◆ EXERCISE: Each record should be returned exactly as it is written.

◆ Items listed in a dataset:
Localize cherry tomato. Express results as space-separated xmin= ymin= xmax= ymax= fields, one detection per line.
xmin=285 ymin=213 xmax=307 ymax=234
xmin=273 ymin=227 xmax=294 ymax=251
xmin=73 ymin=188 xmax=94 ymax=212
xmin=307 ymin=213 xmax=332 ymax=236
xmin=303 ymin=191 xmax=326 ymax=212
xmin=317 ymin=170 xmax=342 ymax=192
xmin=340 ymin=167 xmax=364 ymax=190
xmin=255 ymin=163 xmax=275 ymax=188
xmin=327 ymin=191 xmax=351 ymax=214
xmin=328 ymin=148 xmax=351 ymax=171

◆ FINISHED EXERCISE:
Localize cherry tomato. Express results as space-separated xmin= ymin= xmax= ymax= fields, one detection per line.
xmin=285 ymin=213 xmax=307 ymax=234
xmin=273 ymin=227 xmax=294 ymax=251
xmin=73 ymin=188 xmax=94 ymax=212
xmin=307 ymin=213 xmax=332 ymax=236
xmin=303 ymin=191 xmax=326 ymax=212
xmin=317 ymin=170 xmax=342 ymax=192
xmin=340 ymin=167 xmax=364 ymax=190
xmin=255 ymin=163 xmax=275 ymax=188
xmin=327 ymin=191 xmax=351 ymax=214
xmin=328 ymin=148 xmax=351 ymax=171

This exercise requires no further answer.